Objective
Please transcribe each of the lines below word for word, omitting the pictures.

Entries supplied
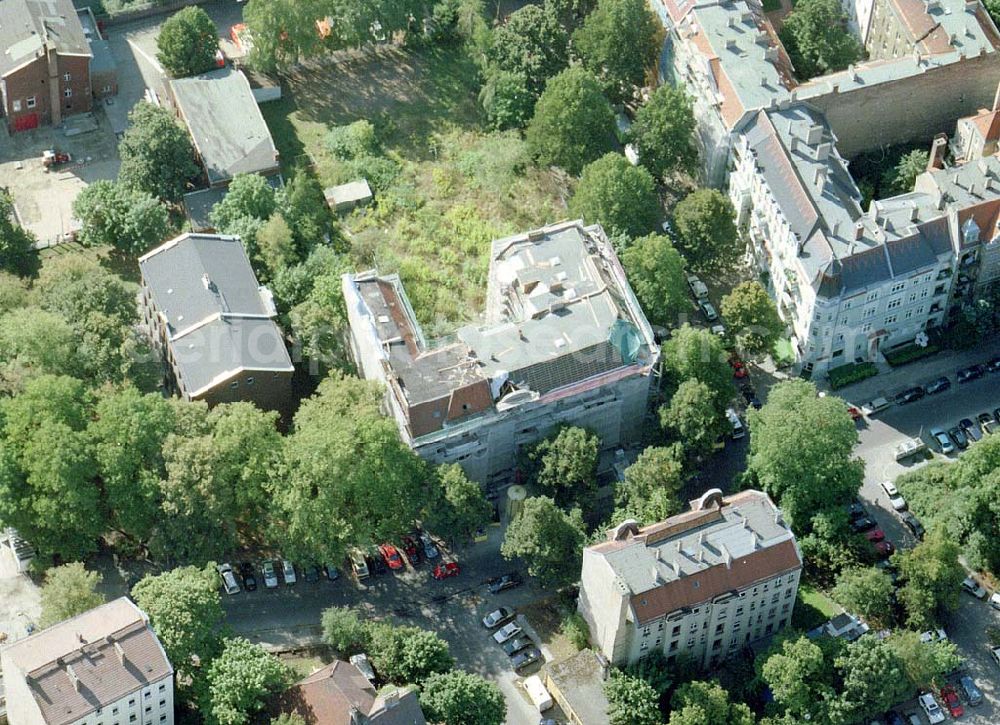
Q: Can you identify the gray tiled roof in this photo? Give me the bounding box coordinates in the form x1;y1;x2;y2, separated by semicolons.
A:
170;68;278;184
0;0;91;76
139;234;292;395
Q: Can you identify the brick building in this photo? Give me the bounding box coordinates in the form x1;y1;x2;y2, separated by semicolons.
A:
0;0;93;132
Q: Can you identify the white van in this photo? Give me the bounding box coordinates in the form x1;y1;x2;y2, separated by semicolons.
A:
524;675;552;712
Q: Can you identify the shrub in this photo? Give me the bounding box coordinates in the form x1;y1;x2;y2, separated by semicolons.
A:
827;362;878;390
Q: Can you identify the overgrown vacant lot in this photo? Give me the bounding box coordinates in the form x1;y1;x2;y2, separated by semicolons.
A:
262;42;567;334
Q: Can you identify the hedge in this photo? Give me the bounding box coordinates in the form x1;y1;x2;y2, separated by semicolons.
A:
827;363;878;390
882;343;941;367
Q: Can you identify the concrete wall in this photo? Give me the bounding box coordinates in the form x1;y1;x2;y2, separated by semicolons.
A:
809;53;1000;158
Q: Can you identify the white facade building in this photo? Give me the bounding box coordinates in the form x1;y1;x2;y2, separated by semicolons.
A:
0;597;174;725
579;489;802;668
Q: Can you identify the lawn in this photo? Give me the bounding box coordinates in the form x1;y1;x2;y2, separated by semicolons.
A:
261;42;568;330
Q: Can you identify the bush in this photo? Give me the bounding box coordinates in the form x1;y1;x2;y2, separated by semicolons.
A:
560;612;590;650
882;343;941;367
827;362;878;390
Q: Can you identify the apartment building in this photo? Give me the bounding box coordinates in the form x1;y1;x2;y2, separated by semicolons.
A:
343;220;659;487
579;489;802;668
0;597;174;725
139;234;295;412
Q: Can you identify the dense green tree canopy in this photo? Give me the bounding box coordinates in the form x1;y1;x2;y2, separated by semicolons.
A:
420;670;507;725
569;153;660;238
674;189;743;271
573;0;660;103
118;101;198;202
526;66;615;174
630;84;698;179
720;282;785;357
500;496;584;586
621;234;691;327
38;561;104;627
778;0;865;80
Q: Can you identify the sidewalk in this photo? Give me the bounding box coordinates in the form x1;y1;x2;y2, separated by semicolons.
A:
815;339;1000;405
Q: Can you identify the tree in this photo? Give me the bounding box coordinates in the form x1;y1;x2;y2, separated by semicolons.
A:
882;149;930;194
200;637;293;725
621;234;691;327
500;496;584;586
367;622;455;685
604;670;663;725
629;84;698;179
0;189;41;277
830;634;910;723
674;189;743;271
132;566;223;682
275;373;433;561
894;528;965;629
569;153;660;238
420;670;507;725
612;446;684;525
156;6;219;78
527;425;601;510
486;5;569;98
747;380;864;533
721;282;785;357
73;179;170;255
573;0;660;103
831;566;895;627
526;67;615;174
668;680;753;725
426;463;493;541
778;0;864;81
38;562;104;628
320;607;368;657
660;379;726;458
118;101;199;202
663;323;733;410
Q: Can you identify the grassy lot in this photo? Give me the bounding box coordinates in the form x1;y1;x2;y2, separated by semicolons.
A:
262;42;567;336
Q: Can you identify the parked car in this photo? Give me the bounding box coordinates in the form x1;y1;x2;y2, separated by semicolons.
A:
217;564;240;595
493;622;524;644
881;481;906;511
917;692;944;725
958;675;983;707
940;685;965;719
240;561;257;592
896;388;926;405
500;635;534;657
948;425;969;451
420;532;441;559
955;365;986;383
962;576;987;599
510;647;542;670
486;571;521;594
403;536;420;566
899;511;924;539
431;561;461;581
348;652;375;685
483;607;514;629
924;377;951;395
851;516;875;534
930;428;955;456
260;561;278;589
958;418;983;443
378;544;403;571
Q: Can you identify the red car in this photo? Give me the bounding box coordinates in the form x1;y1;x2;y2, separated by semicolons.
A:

Expected answer
Q: Can you identify the gray tiled roof in this photo? Give me the bounding box coordinates in the form x1;y1;x2;y2, separated by semicolons.
A:
170;68;278;184
0;0;91;76
139;234;292;395
Q: Can you identify the brick building in this photo? Give me the bounding box coordinates in the form x1;y1;x2;y2, separated by semicolons.
A:
0;0;93;132
Q: Can you identify the white van in this photo? Give me the bounding box coordinates in the form x1;y1;x2;y2, separated by semicolons.
A:
524;675;552;712
Q: Can you identify the shrub in this photo? Give me the bounding box coordinates in the form x1;y1;x2;y2, separated by semicolons.
A:
827;362;878;390
Q: Can you identify the overgrown vacant lot in this photo? Give me the bounding box coordinates in the form x1;y1;x2;y2, separated by semicolons.
A:
262;42;567;334
Q: Can you identify the hedge in this photo? Give me the bounding box coordinates in the form x1;y1;x2;y2, separated by semicolons.
A:
827;363;878;390
882;343;941;367
Q: Can you identify the concrete wall in this photo? Give me the bounding box coordinates in the form x1;y1;x2;y2, separated by semicolons.
A:
809;53;1000;158
Q: Can you identify the white facade building in this photo? Give me the bounding box coordinates in the form x1;y1;x2;y2, separated by semicolons.
A:
0;597;174;725
579;489;802;668
Q: Can you identify the lawn in this photo? Give me the bounding box coordinates in the form x1;y1;x2;y2, separated by semicolons.
A:
261;42;568;330
Q: Can you identify the bush in this photo? Give me the bounding box coordinates in the form x1;y1;x2;y2, separated by semicolons.
A:
560;612;590;650
882;343;941;367
827;362;878;390
Q: Can you identify the apartment building in this photo? Give me the bounding box coordinates in the form x1;y1;x2;y2, separated by semicolons.
A:
343;220;659;487
579;489;802;668
0;597;174;725
139;234;295;412
Q: Can you identify the dense green tree canopy in this photo? Give me the bounding box coordinates in the form x1;y1;x2;y2, separated by semicolons.
A:
420;670;507;725
569;153;660;238
674;189;743;271
573;0;660;103
118;101;198;202
526;66;615;174
630;84;698;179
720;282;785;357
500;496;584;586
621;234;691;327
38;561;104;627
778;0;865;80
Q: Can you identify the sidewalk in this photo? Give me the bounding box coordinates in the form x1;y1;x2;y2, separated by semicolons.
A:
815;339;1000;405
Q: Can you identify the tree in this photo? Give me the bounding box coordinates in the form x1;y1;x2;y2, separated by semicolons.
A:
882;149;930;194
200;637;293;725
621;234;691;327
500;496;584;586
367;622;455;685
604;670;663;725
629;84;698;179
0;189;41;277
830;634;910;723
674;189;743;271
132;566;223;682
275;373;433;561
894;528;965;629
569;153;660;238
420;670;507;725
612;446;684;525
156;6;219;78
527;425;601;510
486;5;569;98
747;380;864;533
721;282;785;357
73;179;170;255
573;0;660;103
831;566;895;627
526;67;615;174
668;680;753;725
426;463;493;541
778;0;864;81
38;562;104;628
320;607;368;657
660;379;726;458
118;101;199;202
663;323;733;410
Q: Can you identify the grassy lot in this photo? Give me the bounding box coordinates in the form x1;y1;x2;y2, separated by semicolons.
A:
262;42;567;336
Q: Can you identify the parked car in this photo? Give me the bounding box coordinates in the form x1;y1;x2;y2, separated by semicolons.
A:
217;564;240;595
493;622;524;644
881;481;906;511
917;692;944;725
958;675;983;707
940;685;965;719
240;561;257;592
896;388;926;405
500;635;534;657
948;425;969;451
420;532;441;559
955;365;986;383
962;576;987;599
510;647;542;670
486;571;521;594
403;536;420;566
899;511;924;539
431;561;461;581
348;652;375;685
483;607;514;629
924;377;951;395
851;516;875;534
930;428;955;456
260;561;278;589
958;418;983;443
378;544;403;571
Q: Can you identify the red car in this photo? Give me the bounding box coordinates in the form x1;y1;x2;y2, separated by semicolons.
A:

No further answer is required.